### Task list:
1. Reproduce word for word the part of the abstract on Processual Memory Architecture that runs from "We present Processual" down to "own reasoning chains.".
2. In the abstract on Processual Memory Architecture, what does reading mean in PMA?

### Text under study:
------------------------------

Processual Memory Architecture: A Transformation-Based Framework for Verifiable Computation and Safety-by-Construction AGI

We present Processual Memory Architecture (PMA), a computational framework that unifies 
data storage and computation by representing all information as transformation functions rather 
than static state, rendering the traditional ontological distinction between them architecturally 
unnecessary. In PMA, storing information means encoding it as a mathematical transformation 
that produces the data when applied to a standardized canonical input; reading means applying the 
transformation; and computing means composing transformations. This inversion of the 
conventional von Neumann paradigm yields five emergent architectural properties—structural 
auditability, transparent reasoning, enforced constraints, tamper evidence, and reversibility—that 
collectively enable verifiable computation: systems that can mathematically verify the integrity 
and correctness of their own reasoning chains.

------------------------------

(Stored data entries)
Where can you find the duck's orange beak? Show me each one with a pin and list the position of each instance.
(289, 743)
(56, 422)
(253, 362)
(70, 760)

------------------------------

### Solutions below:
1.
We present Processual Memory Architecture (PMA), a computational framework that unifies 
data storage and computation by representing all information as transformation functions rather 
than static state, rendering the traditional ontological distinction between them architecturally 
unnecessary. In PMA, storing information means encoding it as a mathematical transformation 
that produces the data when applied to a standardized canonical input; reading means applying the 
transformation; and computing means composing transformations. This inversion of the 
conventional von Neumann paradigm yields five emergent architectural properties—structural 
auditability, transparent reasoning, enforced constraints, tamper evidence, and reversibility—that 
collectively enable verifiable computation: systems that can mathematically verify the integrity 
and correctness of their own reasoning chains.

2. Reading means applying the transformation.